▶ **REQUIRED ACTION 1**:
In the essay on JFK's brain, quote the passage that opens with the words containing "I know I’ll" and closes with "accessory to terror.".
▶ **REQUIRED ACTION 2**:
According to the essay on JFK's brain, how old was Bryan Tucker in 1963?
-------- TEXT PROVIDED
I guess. I assemble sensory fragments and guess what they once were, off what whole they splintered, and so goes the mythmaking. OK City: a conspiracy of rage, an echo of Waco. 9/11: a conspiracy of convenience, repercussion of empire and enabling outrage. The Marathon bombers: a conspiracy of fraternal loyalty (even to psychopathy) a conspiracy so small, so isolated, so pedestrian as to pass for ordinary immigrant, adolescent alienation, until too late. It’s almost quaint. I’m hooked. Whatever the conspiracy, I’m a begrudging participant. I almost miss the lone gunman.

I had enjoyed the look of a brain in a jar; I could fancy myself some Frankenstein preparing to raise the dead. It was a toy, but it had lost its shape, it was just a jar of gray soup, a mess. I unscrewed the cap and reached inside, to squish that gelatinous gunk between my fingers. I think it was made of cellulose; in my hands-on postmortem, I felt the fine fibers.  I flushed that old, wet brain down the toilet. The purloined brain of JFK, last seen in a screw-top stainless steel cylinder, was just another jar of gray goop.

I know I’ll never get another sensation like my first look at JFK’s brain. But if I look long enough, I’ll get it: my fix. A baby in a firefighter’s arms, bleeding from the head. A shoe, a sock, a foot, no leg. An ashen man wheeled across the finish line, legs in tatters, femoral artery pinched in a stranger’s fingers. That looks almost realistic enough to feel it. That man’s hand, his thumb and forefinger, clamped down and didn’t let go, couldn’t let go, held on until they reached the ambulance. That sounded like something a real hand would do. I can collect these specimens in my mind alongside the brain of JFK, and I’ll tune in, log on, and dutifully reminisce every 10, 20, 50 years, even as some new catastrophe eclipses these. That urge of mine, that attraction to spectacular violence, that’s the real target, the assassin’s sweet spot, the accessory to terror.

At big, round numbers, we disinter traumas, to see if they sit better today. Today on the news, I hear from Bryan Tucker. He was eleven in 1963. Today he is gray. He says he remembers it very well. He “wanted to be with other people at the moment the actual shots were fired.” They are part of a small gathering at Kennedy’s Brookline birthplace. Some bring flowers, some cross themselves. They “would rather be here where it started, than where it ended.” Tucker, apparently recalling the birth of a man thirty-five years his senior, says “I thought it would be fitting to be here, at his birthplace, remembering that, as opposed to overwhelming myself with negative feelings about his death.”
----------------
-------- DATASET
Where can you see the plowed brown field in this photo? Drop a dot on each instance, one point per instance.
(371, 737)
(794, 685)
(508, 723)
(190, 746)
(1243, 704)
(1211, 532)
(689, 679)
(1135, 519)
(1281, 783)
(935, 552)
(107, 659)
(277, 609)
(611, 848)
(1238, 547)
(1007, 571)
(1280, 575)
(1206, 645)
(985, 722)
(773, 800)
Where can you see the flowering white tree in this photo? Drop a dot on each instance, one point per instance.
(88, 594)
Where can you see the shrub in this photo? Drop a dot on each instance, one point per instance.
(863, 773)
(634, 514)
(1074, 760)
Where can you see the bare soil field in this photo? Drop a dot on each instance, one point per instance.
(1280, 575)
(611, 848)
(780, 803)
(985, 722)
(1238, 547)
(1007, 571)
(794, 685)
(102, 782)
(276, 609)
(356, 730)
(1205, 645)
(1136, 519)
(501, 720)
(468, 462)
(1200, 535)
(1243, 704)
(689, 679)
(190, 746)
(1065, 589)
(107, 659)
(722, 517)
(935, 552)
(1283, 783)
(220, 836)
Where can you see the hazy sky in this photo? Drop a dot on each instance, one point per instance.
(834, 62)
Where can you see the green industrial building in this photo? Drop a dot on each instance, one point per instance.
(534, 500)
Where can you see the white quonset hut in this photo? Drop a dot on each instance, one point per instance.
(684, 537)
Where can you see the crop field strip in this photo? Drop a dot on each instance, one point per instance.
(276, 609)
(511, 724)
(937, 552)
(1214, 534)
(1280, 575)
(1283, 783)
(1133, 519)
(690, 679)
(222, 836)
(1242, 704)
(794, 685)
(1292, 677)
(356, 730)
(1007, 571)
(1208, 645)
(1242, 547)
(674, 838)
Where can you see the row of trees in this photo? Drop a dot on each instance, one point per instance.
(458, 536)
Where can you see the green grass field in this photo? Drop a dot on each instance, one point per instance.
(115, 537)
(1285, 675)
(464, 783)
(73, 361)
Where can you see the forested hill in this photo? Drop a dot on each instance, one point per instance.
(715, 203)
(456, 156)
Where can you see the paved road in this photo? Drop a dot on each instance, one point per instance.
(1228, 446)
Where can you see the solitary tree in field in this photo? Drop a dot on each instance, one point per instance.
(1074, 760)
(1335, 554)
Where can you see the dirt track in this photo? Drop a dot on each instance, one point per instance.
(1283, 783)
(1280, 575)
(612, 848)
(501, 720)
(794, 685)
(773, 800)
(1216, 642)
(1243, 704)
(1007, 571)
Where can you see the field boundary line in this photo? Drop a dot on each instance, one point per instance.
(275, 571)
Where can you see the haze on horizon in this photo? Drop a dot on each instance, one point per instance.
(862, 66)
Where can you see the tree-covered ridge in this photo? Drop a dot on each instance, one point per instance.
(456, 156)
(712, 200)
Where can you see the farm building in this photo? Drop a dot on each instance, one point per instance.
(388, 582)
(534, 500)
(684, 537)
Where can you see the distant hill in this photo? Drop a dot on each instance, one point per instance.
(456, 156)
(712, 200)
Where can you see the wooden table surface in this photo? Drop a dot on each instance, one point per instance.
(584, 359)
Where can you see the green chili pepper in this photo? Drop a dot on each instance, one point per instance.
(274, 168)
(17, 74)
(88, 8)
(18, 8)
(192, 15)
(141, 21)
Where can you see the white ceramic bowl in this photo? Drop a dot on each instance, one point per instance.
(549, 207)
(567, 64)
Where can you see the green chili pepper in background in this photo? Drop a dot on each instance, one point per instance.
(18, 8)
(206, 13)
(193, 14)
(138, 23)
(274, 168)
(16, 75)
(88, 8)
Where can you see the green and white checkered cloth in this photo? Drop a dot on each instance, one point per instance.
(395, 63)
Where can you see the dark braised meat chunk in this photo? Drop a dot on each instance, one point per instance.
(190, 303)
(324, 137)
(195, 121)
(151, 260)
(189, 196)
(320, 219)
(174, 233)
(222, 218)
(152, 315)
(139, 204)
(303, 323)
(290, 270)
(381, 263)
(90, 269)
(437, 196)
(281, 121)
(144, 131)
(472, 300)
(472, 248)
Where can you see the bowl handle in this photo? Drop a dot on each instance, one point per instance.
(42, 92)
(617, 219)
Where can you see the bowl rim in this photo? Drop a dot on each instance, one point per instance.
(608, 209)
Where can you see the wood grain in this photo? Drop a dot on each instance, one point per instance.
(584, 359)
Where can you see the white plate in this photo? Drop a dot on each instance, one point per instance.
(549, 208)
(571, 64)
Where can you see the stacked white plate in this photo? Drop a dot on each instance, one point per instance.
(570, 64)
----------------
▶ **TASK OUTPUT 1**:
I know I’ll never get another sensation like my first look at JFK’s brain. But if I look long enough, I’ll get it: my fix. A baby in a firefighter’s arms, bleeding from the head. A shoe, a sock, a foot, no leg. An ashen man wheeled across the finish line, legs in tatters, femoral artery pinched in a stranger’s fingers. That looks almost realistic enough to feel it. That man’s hand, his thumb and forefinger, clamped down and didn’t let go, couldn’t let go, held on until they reached the ambulance. That sounded like something a real hand would do. I can collect these specimens in my mind alongside the brain of JFK, and I’ll tune in, log on, and dutifully reminisce every 10, 20, 50 years, even as some new catastrophe eclipses these. That urge of mine, that attraction to spectacular violence, that’s the real target, the assassin’s sweet spot, the accessory to terror.

▶ **TASK OUTPUT 2**:
He was eleven.